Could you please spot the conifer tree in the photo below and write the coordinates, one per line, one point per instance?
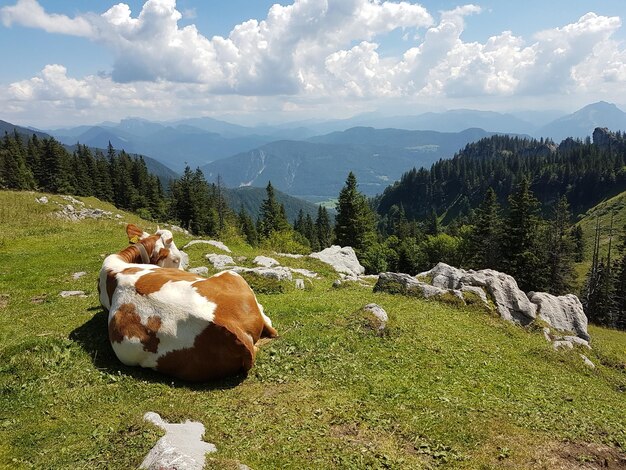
(323, 229)
(522, 254)
(485, 238)
(355, 224)
(560, 250)
(272, 217)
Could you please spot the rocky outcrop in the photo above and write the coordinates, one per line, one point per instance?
(510, 301)
(265, 261)
(220, 261)
(343, 260)
(215, 243)
(181, 447)
(564, 312)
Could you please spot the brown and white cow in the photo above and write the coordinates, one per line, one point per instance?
(175, 322)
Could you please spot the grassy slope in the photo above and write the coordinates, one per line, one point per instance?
(448, 387)
(615, 206)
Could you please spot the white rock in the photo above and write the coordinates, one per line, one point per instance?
(181, 448)
(265, 261)
(510, 301)
(219, 261)
(576, 340)
(290, 255)
(563, 312)
(559, 344)
(588, 362)
(280, 273)
(72, 293)
(304, 272)
(215, 243)
(201, 270)
(377, 311)
(343, 260)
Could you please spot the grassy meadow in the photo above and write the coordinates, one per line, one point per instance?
(447, 387)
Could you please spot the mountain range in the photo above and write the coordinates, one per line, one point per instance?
(312, 158)
(316, 169)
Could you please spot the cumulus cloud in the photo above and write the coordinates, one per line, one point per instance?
(30, 13)
(318, 49)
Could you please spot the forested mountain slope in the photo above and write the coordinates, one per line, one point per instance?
(585, 171)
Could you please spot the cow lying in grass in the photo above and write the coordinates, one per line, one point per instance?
(173, 321)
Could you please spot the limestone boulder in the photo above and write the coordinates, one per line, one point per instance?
(220, 261)
(342, 259)
(564, 312)
(510, 301)
(265, 261)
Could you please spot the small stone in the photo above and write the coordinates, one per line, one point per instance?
(182, 446)
(588, 362)
(219, 261)
(72, 293)
(265, 261)
(201, 270)
(562, 345)
(379, 322)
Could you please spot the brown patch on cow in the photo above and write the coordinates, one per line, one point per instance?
(126, 323)
(153, 281)
(236, 305)
(111, 284)
(133, 232)
(578, 456)
(132, 270)
(161, 255)
(217, 352)
(131, 254)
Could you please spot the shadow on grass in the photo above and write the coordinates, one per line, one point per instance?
(92, 337)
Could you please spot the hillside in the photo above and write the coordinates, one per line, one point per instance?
(615, 208)
(582, 122)
(317, 169)
(448, 387)
(586, 172)
(251, 198)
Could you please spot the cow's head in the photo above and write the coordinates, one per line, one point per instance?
(158, 249)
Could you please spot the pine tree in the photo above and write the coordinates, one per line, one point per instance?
(560, 250)
(272, 217)
(355, 224)
(323, 229)
(485, 239)
(579, 243)
(522, 251)
(247, 228)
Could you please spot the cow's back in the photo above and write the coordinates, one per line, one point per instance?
(185, 325)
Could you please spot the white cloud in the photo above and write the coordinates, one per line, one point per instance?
(315, 51)
(30, 13)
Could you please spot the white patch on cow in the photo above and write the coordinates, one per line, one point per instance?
(184, 314)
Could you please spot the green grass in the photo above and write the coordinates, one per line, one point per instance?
(615, 207)
(448, 387)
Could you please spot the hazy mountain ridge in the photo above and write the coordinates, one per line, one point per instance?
(317, 168)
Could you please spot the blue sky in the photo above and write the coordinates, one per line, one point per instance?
(69, 62)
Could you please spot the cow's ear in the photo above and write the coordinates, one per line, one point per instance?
(134, 233)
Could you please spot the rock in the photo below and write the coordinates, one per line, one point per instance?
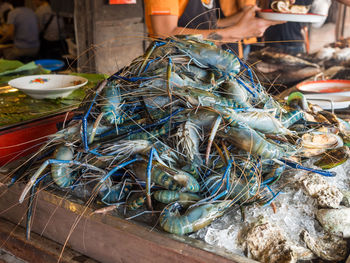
(329, 248)
(335, 221)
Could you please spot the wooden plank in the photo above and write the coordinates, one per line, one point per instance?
(107, 238)
(38, 249)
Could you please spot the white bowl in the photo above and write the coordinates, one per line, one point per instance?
(49, 86)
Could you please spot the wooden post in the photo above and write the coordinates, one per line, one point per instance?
(84, 31)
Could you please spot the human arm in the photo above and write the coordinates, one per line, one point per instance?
(7, 33)
(345, 2)
(233, 19)
(247, 26)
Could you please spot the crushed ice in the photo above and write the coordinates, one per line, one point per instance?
(295, 211)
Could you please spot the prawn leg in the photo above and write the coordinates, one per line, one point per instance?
(211, 137)
(148, 179)
(298, 166)
(84, 124)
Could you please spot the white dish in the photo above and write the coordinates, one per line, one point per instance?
(48, 86)
(306, 18)
(325, 102)
(326, 88)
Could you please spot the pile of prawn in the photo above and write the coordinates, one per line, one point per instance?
(189, 126)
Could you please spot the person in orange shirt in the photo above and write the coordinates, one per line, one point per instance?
(177, 17)
(237, 7)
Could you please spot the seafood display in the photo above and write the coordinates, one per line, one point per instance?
(287, 7)
(189, 131)
(281, 69)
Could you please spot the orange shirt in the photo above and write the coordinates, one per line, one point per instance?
(177, 7)
(163, 7)
(230, 7)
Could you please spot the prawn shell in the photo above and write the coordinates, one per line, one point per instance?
(167, 197)
(333, 158)
(193, 220)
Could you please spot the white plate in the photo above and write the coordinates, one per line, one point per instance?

━━━━━━━━━━

▸ **What the exercise asks**
Each line of the listing must be restated word for word, and the pictures left out.

▸ **Answer space**
Could you please spot the conifer tree in the photo below and write the coordinates, one per line, one point per instance?
(323, 229)
(522, 254)
(485, 238)
(355, 224)
(560, 250)
(272, 217)
Could you please spot the rocky outcrop in the photo above and write the coordinates, one per line, one point per instance?
(510, 301)
(265, 261)
(220, 261)
(343, 260)
(215, 243)
(181, 447)
(564, 312)
Could you please spot the brown and white cow in the photo above and write the coordinates, one per line, one point per instance?
(175, 322)
Could you please spot the grassy slope in the photo above and write the coordinates, one per line, one point per instance?
(448, 387)
(615, 206)
Could you please spot the white rock in the photo above and write the coordinates, one per line, one point per instance?
(181, 448)
(265, 261)
(510, 301)
(219, 261)
(576, 340)
(290, 255)
(563, 312)
(559, 344)
(588, 362)
(280, 273)
(72, 293)
(304, 272)
(215, 243)
(201, 270)
(377, 311)
(343, 260)
Could you please spot the grassy meadow in the photo above and write the coordinates, one per line, one point per instance?
(447, 387)
Could you please spot the mountain range in the photo above and write the coordinates, one per line, one point per instance?
(312, 158)
(316, 169)
Could you please spot the cumulus cloud in the photo above and write the coordinates, one per line, one point per instance?
(30, 13)
(318, 49)
Could you please spot the forested mountain slope in the photo above and write the coordinates, one per line, one point per instance?
(585, 171)
Could you please spot the cow lying in grass in the photo above and write the coordinates, one per line, one point per instance?
(173, 321)
Could you please spot the limestone boulder in the photo above and write the coordinates, one per line, one point per instance?
(220, 261)
(342, 259)
(564, 312)
(510, 301)
(265, 261)
Could you please spot the small stone in the photo above and write the coordinates, one per line, one point per instance?
(182, 446)
(588, 362)
(219, 261)
(72, 293)
(265, 261)
(201, 270)
(562, 345)
(379, 322)
Could you please spot the brown patch on cow in the photo above and write the coordinates, one per line, one point per instance?
(126, 323)
(153, 281)
(236, 305)
(111, 284)
(133, 232)
(578, 456)
(132, 270)
(161, 255)
(217, 352)
(131, 254)
Could you please spot the shadow on grass in the photo above and write the coordinates, one per line, one point per instance?
(92, 337)
Could you please spot the hillside in the photo above and write the coordinates, one per line, one point per instance?
(615, 208)
(582, 122)
(317, 169)
(448, 387)
(586, 172)
(251, 198)
Could you please spot the cow's head in the photo above and write the coordinates, one per line, one point per instance?
(158, 249)
Could you please spot the pine tree in the photo above and write the coordinates, one per line, one point per instance?
(560, 250)
(272, 217)
(355, 224)
(323, 229)
(485, 239)
(579, 243)
(522, 251)
(247, 228)
Could you please spot the cow's back in the photo above and write the coordinates, one per line, one point per instance?
(185, 325)
Could you please spot the white cloud in the photo above and write the coordinates, one per line, one point per instance?
(315, 51)
(30, 13)
Could you please spot the white patch on cow in the photo above and write the coordinates, one per line, one point per instance?
(184, 314)
Could you please spot the green grass in the photo above and write the coordinates, one per line, one point per instance?
(615, 207)
(448, 387)
Could you please spot the hazy mountain ridge in the photo above and write the coordinates, one per line, one point per instance?
(317, 168)
Could you please spot the blue sky in the photo above and write the coordinates, one per line, one point per instance?
(69, 62)
Could you please spot the cow's ear in the photo above and write the coordinates, one per line, one point per instance?
(134, 233)
Could you please spot the rock in the photo below and write the coordinates, one per line, one point per instance?
(329, 248)
(335, 221)
Could you please spot the wooden plank in the photo above and write the coordinates, one per line, one point per instance?
(107, 238)
(38, 249)
Could you please spot the white bowl in the photo above and write the coordinates, one per line, one point per instance?
(49, 86)
Could you please spot the wooden post in the photo above and write the coordinates, one per line, one point per instance?
(84, 31)
Could you please spot the human arm in the photo above and write the coordinates, one per line, one point per instance?
(7, 33)
(345, 2)
(233, 19)
(247, 26)
Could you please spot the crushed ice in the photo above and write the coordinates, one per line, one point per instance?
(295, 211)
Could you please spot the prawn leg in the photo above and write the coordinates, one per line, one point per instance?
(211, 137)
(148, 179)
(298, 166)
(84, 124)
Could you please spot the white dish in the photo above and write the coordinates, one per line, one point per instance?
(48, 86)
(306, 18)
(325, 102)
(326, 88)
Could you please spot the pile of prawn in the photo above and write the coordinates, one per line, one point per instance?
(189, 126)
Could you please spot the person in orange shirt in the photo above and write the coordinates, one per line, one point per instance?
(177, 17)
(237, 7)
Could you please spot the seafood display in the photo above and write the coordinates, one per line, one point per instance?
(287, 7)
(189, 131)
(281, 69)
Could you please spot the orange shirt in the photo above and write the coordinates, one per line, one point per instance?
(177, 7)
(163, 7)
(230, 7)
Could you please spot the prawn shell in the photo above and write the coordinates, one per line, one point per instance?
(167, 197)
(333, 158)
(193, 220)
Could you please spot the white plate in the photo above and write the coordinates, one per line, one point per instance?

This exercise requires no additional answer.